PASSAGE —
○ ○ ○ ○ ○ ○ ○

As manufacturers push to digitize the factory floor, it’s essential to extract the right data from the processes to drive positive results.
The past year and a half has placed a spotlight on the improvements needed in global supply chains. It has also tested the resiliency of manufacturing processes and highlighted the vital importance of digitization and data on the shop floor.
Some manufacturers proved to be up to the task and thrived by adapting to the rapidly changing environment. Others that were not as flexible have struggled.
The one element that made the difference between manufacturers sinking or swimming during this turbulent time: embracing digitization and data. When done right, digitizing a factory can deliver incredible results. On the other hand, there can be many pitfalls and false starts that companies need to avoid in order to make a successful transition.
Manufacturers need to be aware of several critical success factors for transforming their business with data and digitization efforts. If they adhere to these best practices, they can see tremendous success with digital transformations.
Don’t Get Lost in Data
One good practice is not to get lost in datasets. A single production line can generate more than 70 terabytes of data per day, which equates to enough information to fit inside of five million phone books. So instead of aimlessly searching through mountains of data looking for insights, analytics and other teams should begin the process by defining the problem that needs to be solved and go from there.
While it might be tempting to dig through data stores to find potential jewels, more often than not this ends up being a productivity drain and a waste of time. Instead, it’s better to figure out how data can enable the team to make lasting changes that will benefit customers from a quality, on-time delivery, or production standpoint.
Once the team has a specific problem in mind, parsing the data for a solution becomes much more focused.
Create a Plan
Another best practice is to develop a data and digitization plan. This is too big a shift to undertake without a comprehensive blueprint in place.
Manufacturers should spend 30% of the time thinking about how data can help solve a specific problem. Then, they should spend another 30% of time figuring out where the data to solve that problem resides and yet another 30% of time driving improvement based on that new data. Ideally, they should only spend 10% of the time on technical implementation.

○ ○ ○ ○ ○ ○ ○

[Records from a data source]
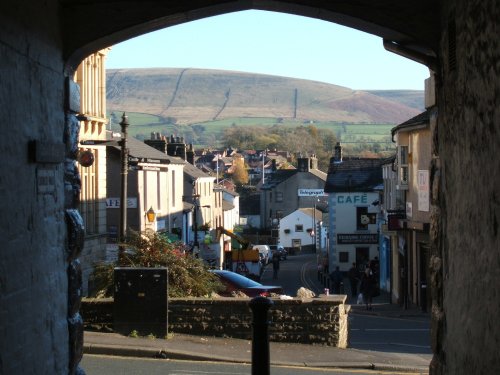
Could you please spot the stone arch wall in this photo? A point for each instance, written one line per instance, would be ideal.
(466, 215)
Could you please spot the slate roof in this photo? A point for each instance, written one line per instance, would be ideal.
(423, 119)
(355, 175)
(281, 175)
(250, 205)
(139, 149)
(192, 171)
(309, 211)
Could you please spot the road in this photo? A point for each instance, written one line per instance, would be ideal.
(295, 272)
(366, 332)
(404, 336)
(395, 335)
(104, 365)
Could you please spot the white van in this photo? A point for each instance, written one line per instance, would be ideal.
(264, 252)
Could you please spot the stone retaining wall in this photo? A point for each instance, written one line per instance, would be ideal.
(312, 321)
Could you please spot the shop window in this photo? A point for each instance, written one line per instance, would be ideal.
(343, 257)
(362, 219)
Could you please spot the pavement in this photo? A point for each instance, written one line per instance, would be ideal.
(202, 348)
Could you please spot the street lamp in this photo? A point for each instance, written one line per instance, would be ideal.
(151, 215)
(123, 196)
(314, 230)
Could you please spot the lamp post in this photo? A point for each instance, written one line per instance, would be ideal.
(314, 228)
(123, 196)
(151, 215)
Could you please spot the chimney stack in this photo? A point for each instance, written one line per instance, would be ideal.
(337, 158)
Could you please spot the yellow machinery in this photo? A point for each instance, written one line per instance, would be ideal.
(245, 261)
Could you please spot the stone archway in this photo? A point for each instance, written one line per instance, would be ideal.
(426, 33)
(40, 41)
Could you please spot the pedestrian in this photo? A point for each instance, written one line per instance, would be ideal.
(276, 265)
(367, 287)
(353, 275)
(336, 278)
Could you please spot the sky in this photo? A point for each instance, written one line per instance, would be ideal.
(276, 44)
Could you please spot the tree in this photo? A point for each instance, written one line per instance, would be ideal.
(187, 276)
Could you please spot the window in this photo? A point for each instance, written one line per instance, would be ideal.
(403, 167)
(362, 220)
(343, 257)
(89, 196)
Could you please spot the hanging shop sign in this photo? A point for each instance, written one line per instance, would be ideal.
(311, 193)
(115, 202)
(357, 238)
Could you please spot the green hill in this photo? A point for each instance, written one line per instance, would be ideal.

○ ○ ○ ○ ○ ○ ○

REQUEST — Continue the passage on digitizing the factory floor, picking up right after its last sentence.

SOLVED PROBLEM —
The focus should always be on finding ways to extract information that helps drive business improvement in real-time without latency.
Invest in Training
Manufacturers need to turn raw data into action through training. People are the key to taking vast amounts of raw data and turning it into actionable information. And yet, the people leveraging the tools are among the most overlooked but critically important aspects of any technology adoption. Having humans in the loop is just as important as moon-shot approaches that drive closed-autonomous prescriptive controls.
This is especially true when it comes to digitized manufacturing. Therefore, manufacturers must invest in training that allows their employees to optimize technology investments and implement training programs that focus on system thinking, including broad uses of Artificial Intelligence (AI) and Machine Learning (ML). AI and ML can help humans make timely decision and detect trends faster, and more importantly, find anomalies that can lead to bad trends.
It doesn’t make sense to spend $10 million on hardware and software if a company does not invest in its employees to operate solutions with intelligence. Training comes in many forms, including step-by-step manuals, on-the-job training where workers can get hands-on experience with machine interfaces, and even simulated environments where they can work in a virtual environment without risking production line interruptions. Digitizing traditional training content like this can help deliver the immersive experience en masse.
Training programs must also put a focus on system thinking. For example, if an employee changes one machine, that can negatively impact equipment down the line and potentially disrupt downstream production. Having an understanding of the full system is paramount.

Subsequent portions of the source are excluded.